**Set task 1**. Decide whether each statement below agrees with the debate excerpt that follows. Answer yes or no for each, quoting the deciding words of the debate excerpt. (a) Mr. Heseltine says the consultation will assume the new local tax is in place for the year beginning 1993. (b) Mr. Speaker says the House has a light day ahead. (c) Mr. Heseltine says £4 billion was put in over the past few months.

————————

Mr. Heseltine : It will be apparent to the whole House that we have achieved more in three months than the Opposition achieved in 11 years. I repeat, for the benefit of the hon. Member for Dagenham (Mr. Gould) who obviously did not hear what I said, that we shall consult on the basis that the new local tax will be in place for the year beginning 1993.

Let me return to the spirit with which we began this review a few months ago. The hon. Gentleman has criticised our proposals. I will make him an offer : I would be very happy to include his proposals in the consultative process that we are about to begin-- [Interruption.]

Mr. Speaker : Order. We have a very heavy day ahead of us.

Hon. Members : Labour party Members are leaving.

Mr. Heseltine : I am not quite sure who is deserting the sinking ship, but I should like to help the hon. Gentleman a little more. To conduct that consultative process with the thoroughness that the hon. Member for Dagenham would want, I need to know answers to some questions about the costs of the fair rate proposals. The House knows that, in the past few days, we have put £4 billion into switching the incidence of responsibility from local people to the centre. The Labour party said that it would not have increased VAT to do that. What would it have increased? I need to know the answer so that I may consult thoroughly. If people need to know exactly who will pay how much, which is the complaint of the hon. Member for Dagenham, he must say precisely where he wants the tax burdens to fall. When the Labour party has worked out the answers to those questions, we shall have already won the next general election.

Mr. Bob Dunn (Dartford) : If there are any apologies to be made in the House today, they should be made by the Labour party, which allows law breakers to sit on its Benches.

————————

**Set task 2**. Count the lines in the records below that contain the string "vertical", treating case as significant. Reply with the number alone.

————————

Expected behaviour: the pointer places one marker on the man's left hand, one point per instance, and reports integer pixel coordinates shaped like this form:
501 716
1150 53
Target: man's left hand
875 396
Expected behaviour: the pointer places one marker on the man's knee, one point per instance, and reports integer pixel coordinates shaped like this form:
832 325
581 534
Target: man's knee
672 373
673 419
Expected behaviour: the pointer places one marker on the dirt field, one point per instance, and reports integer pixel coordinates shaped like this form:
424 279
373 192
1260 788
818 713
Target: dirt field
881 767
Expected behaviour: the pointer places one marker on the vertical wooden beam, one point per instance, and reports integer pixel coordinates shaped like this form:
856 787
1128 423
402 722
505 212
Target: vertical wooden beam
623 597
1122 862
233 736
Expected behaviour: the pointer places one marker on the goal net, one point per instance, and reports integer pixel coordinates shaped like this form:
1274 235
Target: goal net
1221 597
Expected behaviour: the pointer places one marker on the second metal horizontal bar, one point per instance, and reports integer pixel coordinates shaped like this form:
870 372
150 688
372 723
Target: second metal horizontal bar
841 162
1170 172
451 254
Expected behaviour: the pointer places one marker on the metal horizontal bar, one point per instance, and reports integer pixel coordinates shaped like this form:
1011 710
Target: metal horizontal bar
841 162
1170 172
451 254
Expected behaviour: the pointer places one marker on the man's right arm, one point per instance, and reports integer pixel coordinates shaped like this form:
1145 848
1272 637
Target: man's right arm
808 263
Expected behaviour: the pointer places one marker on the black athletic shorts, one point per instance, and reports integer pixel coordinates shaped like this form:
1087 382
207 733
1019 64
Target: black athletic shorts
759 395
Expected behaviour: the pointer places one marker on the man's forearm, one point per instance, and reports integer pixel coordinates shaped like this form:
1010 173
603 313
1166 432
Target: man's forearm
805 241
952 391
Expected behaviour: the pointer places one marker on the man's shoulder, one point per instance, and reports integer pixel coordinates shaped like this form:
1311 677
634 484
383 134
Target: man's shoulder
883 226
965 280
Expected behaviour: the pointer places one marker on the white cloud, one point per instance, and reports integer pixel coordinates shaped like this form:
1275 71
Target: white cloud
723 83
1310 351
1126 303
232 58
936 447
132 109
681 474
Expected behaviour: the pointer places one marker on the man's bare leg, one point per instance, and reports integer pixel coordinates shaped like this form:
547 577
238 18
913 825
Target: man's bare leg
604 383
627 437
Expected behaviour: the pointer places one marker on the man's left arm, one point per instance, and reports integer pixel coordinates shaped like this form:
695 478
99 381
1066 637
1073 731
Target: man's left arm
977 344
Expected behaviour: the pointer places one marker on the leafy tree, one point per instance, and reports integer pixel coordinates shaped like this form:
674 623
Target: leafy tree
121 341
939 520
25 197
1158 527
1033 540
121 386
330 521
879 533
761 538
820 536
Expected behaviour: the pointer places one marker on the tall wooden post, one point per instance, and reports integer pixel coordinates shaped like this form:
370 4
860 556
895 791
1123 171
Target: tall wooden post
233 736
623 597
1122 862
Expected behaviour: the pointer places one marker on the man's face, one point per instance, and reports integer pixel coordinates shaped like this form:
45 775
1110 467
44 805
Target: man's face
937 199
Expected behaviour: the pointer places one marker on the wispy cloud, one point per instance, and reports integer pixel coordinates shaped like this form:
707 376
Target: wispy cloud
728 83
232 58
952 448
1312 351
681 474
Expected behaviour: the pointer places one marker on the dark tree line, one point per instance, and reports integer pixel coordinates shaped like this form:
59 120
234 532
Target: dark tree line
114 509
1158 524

————————

**Task answer 1**.
(a) Yes: "we shall consult on the basis that the new local tax will be in place for the year beginning 1993."
(b) No: "We have a very heavy day ahead of us."
(c) No: "in the past few days, we have put £4 billion into switching the incidence of responsibility from local people to the centre."

**Task answer 2**. 2